Dataset items:

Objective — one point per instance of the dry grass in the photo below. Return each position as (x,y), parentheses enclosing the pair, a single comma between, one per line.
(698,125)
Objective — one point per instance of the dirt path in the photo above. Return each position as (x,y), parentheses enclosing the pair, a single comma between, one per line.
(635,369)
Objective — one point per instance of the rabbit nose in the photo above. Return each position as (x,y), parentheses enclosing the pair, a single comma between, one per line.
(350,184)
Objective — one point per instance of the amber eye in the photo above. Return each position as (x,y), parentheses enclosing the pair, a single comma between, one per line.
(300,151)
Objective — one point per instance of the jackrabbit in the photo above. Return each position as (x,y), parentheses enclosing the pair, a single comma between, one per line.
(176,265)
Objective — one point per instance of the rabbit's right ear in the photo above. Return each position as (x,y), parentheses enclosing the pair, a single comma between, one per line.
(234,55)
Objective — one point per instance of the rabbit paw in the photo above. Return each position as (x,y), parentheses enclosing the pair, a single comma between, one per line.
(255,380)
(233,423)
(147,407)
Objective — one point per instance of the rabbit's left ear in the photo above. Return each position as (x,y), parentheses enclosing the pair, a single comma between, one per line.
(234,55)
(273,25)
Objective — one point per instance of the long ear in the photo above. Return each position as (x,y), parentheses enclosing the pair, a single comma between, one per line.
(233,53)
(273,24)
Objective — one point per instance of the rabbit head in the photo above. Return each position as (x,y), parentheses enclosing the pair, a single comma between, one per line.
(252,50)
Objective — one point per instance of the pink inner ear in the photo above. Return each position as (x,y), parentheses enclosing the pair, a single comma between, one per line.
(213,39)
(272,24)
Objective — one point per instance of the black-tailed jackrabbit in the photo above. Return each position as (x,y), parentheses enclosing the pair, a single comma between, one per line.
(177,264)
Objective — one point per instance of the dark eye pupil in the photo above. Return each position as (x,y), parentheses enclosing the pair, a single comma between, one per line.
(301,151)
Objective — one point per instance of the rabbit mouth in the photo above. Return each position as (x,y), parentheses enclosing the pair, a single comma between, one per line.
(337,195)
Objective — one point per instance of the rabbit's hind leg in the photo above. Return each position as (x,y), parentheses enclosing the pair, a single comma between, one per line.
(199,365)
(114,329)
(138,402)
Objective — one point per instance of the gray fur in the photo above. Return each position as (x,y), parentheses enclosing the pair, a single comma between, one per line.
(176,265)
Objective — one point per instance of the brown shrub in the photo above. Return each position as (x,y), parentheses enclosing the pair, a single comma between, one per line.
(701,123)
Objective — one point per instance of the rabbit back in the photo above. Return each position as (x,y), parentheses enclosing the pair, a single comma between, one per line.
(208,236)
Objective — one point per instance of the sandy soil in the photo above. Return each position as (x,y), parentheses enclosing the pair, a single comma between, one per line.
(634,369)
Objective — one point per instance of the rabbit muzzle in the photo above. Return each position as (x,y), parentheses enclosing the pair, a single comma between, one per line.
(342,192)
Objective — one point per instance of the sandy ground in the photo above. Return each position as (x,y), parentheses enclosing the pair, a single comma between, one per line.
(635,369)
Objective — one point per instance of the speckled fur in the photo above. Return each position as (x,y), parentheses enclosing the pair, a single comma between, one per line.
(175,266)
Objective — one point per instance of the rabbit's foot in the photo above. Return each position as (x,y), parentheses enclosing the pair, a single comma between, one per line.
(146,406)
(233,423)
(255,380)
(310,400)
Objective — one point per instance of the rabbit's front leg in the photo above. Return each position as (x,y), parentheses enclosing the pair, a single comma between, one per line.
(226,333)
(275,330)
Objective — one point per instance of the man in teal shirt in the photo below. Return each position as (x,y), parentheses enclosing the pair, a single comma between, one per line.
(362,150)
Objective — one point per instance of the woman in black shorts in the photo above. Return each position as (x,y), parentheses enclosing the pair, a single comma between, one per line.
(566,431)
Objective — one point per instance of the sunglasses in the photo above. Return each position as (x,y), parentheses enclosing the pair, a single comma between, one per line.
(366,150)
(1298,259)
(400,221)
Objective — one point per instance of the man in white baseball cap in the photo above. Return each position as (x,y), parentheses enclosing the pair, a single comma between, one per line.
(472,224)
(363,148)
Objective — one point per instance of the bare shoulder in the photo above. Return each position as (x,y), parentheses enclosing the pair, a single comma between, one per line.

● **Instruction**: Write out all the records again, swapping "one point per instance" for "a single point for each instance" wherever it occurs and leaving everything else as it is.

● **Finished exercise**:
Objective — a single point for each instance of the dry grass in the photo below. Return each position as (x,y), parentheses enclosing the pair, a single comma between, one per line.
(698,125)
Objective — a single point for each instance of the dirt path in the photo above. Return each position as (x,y), parentheses enclosing the pair, a single comma between, one per line.
(635,369)
Objective — a single point for each instance of the rabbit nose in the photo above. Return each position as (x,y), parentheses enclosing the pair, a single comma between, one per line.
(350,184)
Objective — a single point for each instance of the amber eye in the photo above. Return each position as (x,y), parentheses enclosing the pair, a single comma between, one per line.
(300,151)
Objective — a single point for each instance of the jackrabbit in the photo above. Return each position as (x,y), parentheses enclosing the pair, a single comma between, one per line.
(176,265)
Objective — a single point for each instance of the rabbit's right ear in the photo above. Return each position as (x,y), parentheses enclosing the pair, a single comma between, one per line.
(234,55)
Objective — a single point for each instance of the rabbit paw in the photo above. Return each position as (x,y), parentheses enclosing the pair, a single comma between, one per line.
(255,380)
(233,423)
(147,407)
Objective — a single point for each instance of the rabbit's left ear in the photo above. Return each position as (x,y), parentheses enclosing the pair, a single comma between, one per line.
(234,55)
(273,25)
Objective — a single point for each instance of the long ear in the photo above. Return each position as (x,y), parentheses enclosing the pair, a single comma between, one per line.
(233,53)
(273,24)
Objective — a single point for each instance of the rabbit head in the photo above. Return each position as (x,y), parentheses enclosing the pair, a single comma between, one per line.
(252,50)
Objective — a single point for each instance of the pink inner ear in the photo above. Return each position as (x,y), parentheses enclosing the pair, a single comma between, one per line.
(213,39)
(272,24)
Objective — a single point for each instance of the black-tailed jackrabbit in the photo above. Return each position as (x,y), parentheses enclosing the pair, a single comma between, one per line.
(177,264)
Objective — a single point for each instance of the dark eye pupil in the photo above. Return each position as (x,y), parentheses enclosing the pair, a single comma between, one per line.
(301,151)
Objective — a single point for each instance of the rabbit mouth in the photo above. Return each position as (x,y), parentheses enclosing the pair, a single comma between, one per line.
(337,195)
Objective — a single point for each instance of the rabbit's hind leg in the photo above. Return each position as (x,y), parentheses enclosing the pair, a single comma between, one per line.
(199,365)
(114,329)
(138,402)
Objective — a single point for each instance of the gray fur in the photo above. Return each position as (x,y), parentheses enclosing the pair, a single comma between, one per line.
(176,265)
Objective — a single point for each instance of the brown shrub in the photo above. Return each position as (x,y), parentheses enclosing the pair, a single comma between, one per line.
(701,123)
Objective — a single point for each instance of the rabbit back in the photo above. Return each position as (x,y), parentheses enclosing the pair, a single comma between, one per line.
(208,236)
Objective — a single point for each instance of the sandy soil in the photo above. Return each position as (x,y), parentheses enclosing the pair, a single comma between, one per line.
(634,369)
Objective — a single point for each instance of the rabbit muzzle in the photo above. Return each position as (x,y), parentheses enclosing the pair, a single comma between, one per line.
(342,192)
Objective — a single point for each instance of the sandy ground in the photo above. Return each position as (x,y), parentheses enclosing the pair, a single comma between, one per line.
(635,369)
Objective — a single point for each instance of the speckled fur in the photo above. Return each position as (x,y), parentheses enclosing the pair, a single comma between, one per line.
(175,266)
Objective — a single point for each instance of the rabbit's foot in the photo above. Return each position as (x,y), parentheses enclosing the pair, a single comma between, one per line.
(146,406)
(233,423)
(255,380)
(310,400)
Objective — a single point for each instance of the rabbit's front leg in the photo above. Return each position as (x,y), parentheses enclosing the pair, a single comma between, one per line.
(226,333)
(275,330)
Objective — a single point for each instance of the man in teal shirt in the photo below. Return each position as (x,y), parentheses enclosing the pair, a single comma between, one per line.
(362,150)
Objective — a single point for each instance of the woman in black shorts in the photo above. Return each position as (x,y), parentheses enclosing the pair, a single comma between, one per line.
(566,431)
Objective — a single point for each instance of the sunglasses in the photo above. Return each position as (x,y), parentheses enclosing the pair, a single comma between, one per line.
(366,150)
(1298,259)
(400,221)
Objective — a single point for each instance of the man in white baseball cap in the photo above. Return each position as (x,y), parentheses enclosing the pair, a single comma between, one per line.
(472,224)
(363,148)
Objective — a single point for each instance of the bare shoulder in the photo above. Return each position as (x,y), parentheses enclosing the pair, a single comma between, one per line.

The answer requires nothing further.